About this task → Starting from the line in which "Can you find the oryx head" appears, output every line down to the last line of the data below, exactly and without anything more.

◆ ◆ ◆

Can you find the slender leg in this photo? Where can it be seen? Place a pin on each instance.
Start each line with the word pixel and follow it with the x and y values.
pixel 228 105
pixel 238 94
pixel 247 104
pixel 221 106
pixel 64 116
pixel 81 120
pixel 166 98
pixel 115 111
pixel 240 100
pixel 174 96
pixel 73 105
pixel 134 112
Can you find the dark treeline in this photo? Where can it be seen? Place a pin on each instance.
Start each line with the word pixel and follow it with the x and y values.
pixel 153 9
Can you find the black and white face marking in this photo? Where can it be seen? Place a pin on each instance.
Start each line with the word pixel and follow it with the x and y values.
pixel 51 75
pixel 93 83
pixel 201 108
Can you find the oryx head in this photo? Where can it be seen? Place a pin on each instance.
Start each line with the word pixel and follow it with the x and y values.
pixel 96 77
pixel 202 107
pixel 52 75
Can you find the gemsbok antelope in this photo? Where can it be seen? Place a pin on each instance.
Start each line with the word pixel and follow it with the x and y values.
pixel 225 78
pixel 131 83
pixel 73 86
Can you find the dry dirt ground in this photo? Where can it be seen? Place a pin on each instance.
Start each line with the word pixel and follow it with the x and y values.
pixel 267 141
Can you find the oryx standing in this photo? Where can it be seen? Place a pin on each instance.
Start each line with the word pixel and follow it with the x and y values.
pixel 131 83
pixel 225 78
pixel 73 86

◆ ◆ ◆

Reply →
Can you find the oryx head in this photo? Where can it be seen? Place a pin on each instance.
Start each line with the word pixel and follow it with the x and y values.
pixel 96 77
pixel 202 107
pixel 52 75
Can you find the gemsbok antelope in this photo? Where can it be seen? Place a pin on each instance.
Start each line with the word pixel and follow it with the x and y values.
pixel 225 78
pixel 131 83
pixel 73 86
Can you find the dry dirt ground in this photo? Where can it be seen? Place a pin on each instance.
Start each line with the word pixel and follow it with the x and y values.
pixel 267 141
Can you find the oryx standing in this photo? Where can it be seen? Place a pin on each instance.
Start each line with the word pixel and follow it with the x and y values.
pixel 131 83
pixel 225 78
pixel 73 86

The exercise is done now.